◆ WORK TASK
Could you give back the records exactly, taking out the pictures?
BEGIN
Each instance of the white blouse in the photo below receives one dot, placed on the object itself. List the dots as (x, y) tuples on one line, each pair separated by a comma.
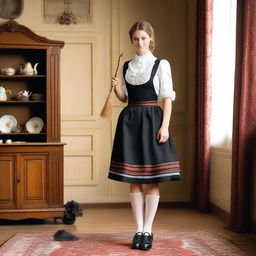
[(139, 71)]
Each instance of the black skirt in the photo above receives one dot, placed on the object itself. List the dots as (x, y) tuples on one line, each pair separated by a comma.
[(137, 156)]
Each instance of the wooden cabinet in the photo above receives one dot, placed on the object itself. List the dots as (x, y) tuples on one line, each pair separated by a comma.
[(31, 167)]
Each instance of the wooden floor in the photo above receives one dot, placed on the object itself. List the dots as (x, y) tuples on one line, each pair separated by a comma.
[(119, 219)]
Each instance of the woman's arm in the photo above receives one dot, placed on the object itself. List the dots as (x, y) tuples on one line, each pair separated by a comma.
[(163, 133), (119, 91)]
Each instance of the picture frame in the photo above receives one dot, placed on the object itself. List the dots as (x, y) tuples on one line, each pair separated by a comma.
[(67, 11)]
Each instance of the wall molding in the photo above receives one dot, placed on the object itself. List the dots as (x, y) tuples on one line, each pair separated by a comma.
[(92, 154)]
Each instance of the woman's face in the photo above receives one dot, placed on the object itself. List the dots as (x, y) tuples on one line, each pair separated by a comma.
[(140, 41)]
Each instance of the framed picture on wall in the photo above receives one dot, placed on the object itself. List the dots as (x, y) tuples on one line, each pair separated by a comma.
[(67, 11)]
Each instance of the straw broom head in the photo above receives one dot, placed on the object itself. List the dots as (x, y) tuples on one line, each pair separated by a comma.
[(107, 108)]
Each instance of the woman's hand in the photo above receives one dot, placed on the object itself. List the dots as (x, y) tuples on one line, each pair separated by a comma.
[(162, 135), (114, 82)]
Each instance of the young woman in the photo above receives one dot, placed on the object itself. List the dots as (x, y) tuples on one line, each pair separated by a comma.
[(143, 152)]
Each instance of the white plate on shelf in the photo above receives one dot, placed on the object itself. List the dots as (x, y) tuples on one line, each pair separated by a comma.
[(35, 125), (7, 123)]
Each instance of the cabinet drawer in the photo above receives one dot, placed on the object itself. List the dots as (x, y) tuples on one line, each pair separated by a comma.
[(32, 181)]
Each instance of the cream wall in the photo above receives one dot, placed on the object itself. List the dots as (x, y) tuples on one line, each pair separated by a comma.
[(220, 178), (87, 62)]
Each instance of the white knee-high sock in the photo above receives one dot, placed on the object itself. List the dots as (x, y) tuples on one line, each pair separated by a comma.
[(137, 202), (150, 211)]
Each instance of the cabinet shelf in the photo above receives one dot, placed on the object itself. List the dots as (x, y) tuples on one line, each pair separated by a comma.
[(22, 76), (22, 102), (23, 133)]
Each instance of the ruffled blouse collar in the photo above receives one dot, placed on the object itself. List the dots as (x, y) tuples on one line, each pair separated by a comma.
[(146, 58)]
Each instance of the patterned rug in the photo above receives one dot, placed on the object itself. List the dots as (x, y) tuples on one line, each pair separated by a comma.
[(171, 244)]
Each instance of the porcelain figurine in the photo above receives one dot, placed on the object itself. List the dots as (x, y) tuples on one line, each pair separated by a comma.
[(3, 93), (27, 69), (8, 71)]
END
◆ COMPLETED EXERCISE
Each instance of the white blouse in the photo below receives one dot, placed on the object itself. List the dots as (x, y) tuples on one line, each pair separated by a comma.
[(139, 71)]
Each instance of the black skirt in the photo above receives one dot, placed on the object itself. List the dots as (x, y) tuples on one line, each pair separated by a comma.
[(137, 156)]
Each instance of the wooden cabinet in the photo above receives one dot, placed on the object itself. List the dots as (x, y) tuples on one line, each pair separated by a comma.
[(31, 167)]
Each instance of the wooden floor in the photo above receives one dot, placed on the object itself. List the dots as (x, y) tuples on one line, each pair separated by a comma.
[(119, 219)]
Each instance of the woman's arm in the photo above receives one dot, placed on the object itself. List the dots as (x, y) tuples on one line, each pair separated by a comma.
[(163, 133), (119, 91)]
Each instance of the picture frame in the photo above receives one dot, placed on the object itself. List the dots as (x, y) tuples on one line, each pair separated by a comma.
[(67, 11)]
Each instance of the wall molding in the photo above receives one dot, placed on the object itself. List the dots as (x, y) tuples on one line, each pair separated by a comma.
[(92, 154)]
Each instance of the woman's face in the photo above receives one dot, placed on the object itself. List the dots as (x, y) tuples on one line, each pair separated by a comma.
[(140, 41)]
Each instance of the framed picture on wall in the photo above receives one dot, placed on the object itself. List the dots as (x, y) tuples on one line, each pair separated by a comma.
[(67, 11)]
Each instance of the straw broom head in the photo above receives one dot, placed on the object itself. List the dots as (x, y) tuples on one line, each pair separated by a comma.
[(107, 108)]
Each instance of the woman's hand in the photo above receives one dot, placed on the object itself. List the dots as (x, y) tuples on one line, each pair separated by a comma.
[(162, 135), (114, 82)]
Each instance of the young woman in the photo above receives one dot, placed on the object itself. List the dots as (x, y) tuples on one line, each pair separated by a comma.
[(143, 152)]
Each instance of the white plate on shelf in the photo above receives one dot, placed on the object itself. List the dots as (x, y) tuples on one line, each pair separated by a comma.
[(35, 125), (7, 123)]
Each instance of the cabinet drawer in the photo above receives one dot, placed on the object itself. List the dots as (x, y) tuples on one line, each pair separated by a comma.
[(32, 181)]
Each instance of the cream wall in the photo above receives one dot, placed on the object itself. List the dots as (x, y) tuples on one line, each pair separated by a comma.
[(220, 178), (87, 62)]
Each instance of the white knee-high sock in the photo above receives one dot, placed on the object itself. List the dots as (x, y) tuples on one line, each pair separated by a comma.
[(137, 202), (150, 211)]
Each instance of the cabinet shelf in the photo above receives one dot, placed on the object itself. List the dots as (x, y) tuples on one line, each pair separated by a comma.
[(22, 76), (22, 102), (23, 133)]
Each instance of the ruffled blouse collar in the photo above receives one dot, placed on the object itself. List the dots as (x, y) tuples on one line, each pair separated by a comma.
[(146, 58)]
Each instance of the patterned rug in the photo above receives one dot, placed on the object itself. List the dots as (x, y) tuples on one line, each pair separated by a comma.
[(171, 244)]
Each instance of the porcelain figurine in the photo above receives one dot, placed on the object itself. List the dots as (x, y) tuples on one line, each pair separated by a comma.
[(3, 93), (27, 69), (8, 71)]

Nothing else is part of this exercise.